Data items:

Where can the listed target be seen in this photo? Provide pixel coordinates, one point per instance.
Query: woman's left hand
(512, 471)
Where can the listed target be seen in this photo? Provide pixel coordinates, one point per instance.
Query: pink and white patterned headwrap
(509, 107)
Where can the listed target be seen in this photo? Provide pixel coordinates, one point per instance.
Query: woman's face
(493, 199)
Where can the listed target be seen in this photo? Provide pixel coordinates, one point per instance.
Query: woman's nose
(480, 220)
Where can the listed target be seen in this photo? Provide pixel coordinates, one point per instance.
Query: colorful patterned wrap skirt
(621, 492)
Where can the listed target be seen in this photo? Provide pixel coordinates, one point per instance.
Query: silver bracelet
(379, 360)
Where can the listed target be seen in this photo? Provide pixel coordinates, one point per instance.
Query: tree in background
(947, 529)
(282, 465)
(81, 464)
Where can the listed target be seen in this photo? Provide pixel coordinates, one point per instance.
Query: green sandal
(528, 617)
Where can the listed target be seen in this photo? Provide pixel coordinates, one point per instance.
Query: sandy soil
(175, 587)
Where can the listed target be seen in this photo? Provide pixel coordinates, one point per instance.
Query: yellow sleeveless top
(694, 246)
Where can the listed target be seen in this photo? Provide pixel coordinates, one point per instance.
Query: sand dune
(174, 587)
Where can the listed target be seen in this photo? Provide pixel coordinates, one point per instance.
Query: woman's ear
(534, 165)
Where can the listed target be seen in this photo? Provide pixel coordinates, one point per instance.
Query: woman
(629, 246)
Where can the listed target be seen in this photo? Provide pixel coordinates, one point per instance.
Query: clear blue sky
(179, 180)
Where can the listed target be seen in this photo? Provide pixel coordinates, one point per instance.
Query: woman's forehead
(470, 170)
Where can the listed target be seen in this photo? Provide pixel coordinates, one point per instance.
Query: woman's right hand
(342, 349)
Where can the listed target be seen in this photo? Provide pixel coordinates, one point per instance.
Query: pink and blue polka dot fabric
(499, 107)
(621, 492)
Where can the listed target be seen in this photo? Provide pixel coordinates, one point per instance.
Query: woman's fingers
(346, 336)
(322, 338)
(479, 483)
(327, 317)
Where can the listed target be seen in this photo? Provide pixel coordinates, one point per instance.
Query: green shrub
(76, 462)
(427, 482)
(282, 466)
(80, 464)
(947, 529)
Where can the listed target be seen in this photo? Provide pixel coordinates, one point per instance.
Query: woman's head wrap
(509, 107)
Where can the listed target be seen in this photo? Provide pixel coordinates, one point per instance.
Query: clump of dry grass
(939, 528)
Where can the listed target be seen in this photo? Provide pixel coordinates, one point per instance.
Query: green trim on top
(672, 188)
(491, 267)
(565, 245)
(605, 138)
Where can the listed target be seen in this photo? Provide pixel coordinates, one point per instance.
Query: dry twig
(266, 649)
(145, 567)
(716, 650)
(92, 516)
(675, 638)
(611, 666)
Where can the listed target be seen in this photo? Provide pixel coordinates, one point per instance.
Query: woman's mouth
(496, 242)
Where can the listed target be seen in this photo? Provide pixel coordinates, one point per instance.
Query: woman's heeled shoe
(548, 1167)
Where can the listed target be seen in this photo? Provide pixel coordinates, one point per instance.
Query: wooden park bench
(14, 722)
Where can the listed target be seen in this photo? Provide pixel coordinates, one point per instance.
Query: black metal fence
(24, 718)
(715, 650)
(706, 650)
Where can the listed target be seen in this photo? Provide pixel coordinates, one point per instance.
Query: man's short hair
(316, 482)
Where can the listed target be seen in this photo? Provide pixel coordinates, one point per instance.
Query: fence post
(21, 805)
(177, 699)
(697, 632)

__TASK REQUIREMENTS__
Locate every line in the records that contains the word "fence" and copy each one out in full.

__FINAL RESULT__
Query: black metal fence
Query: fence post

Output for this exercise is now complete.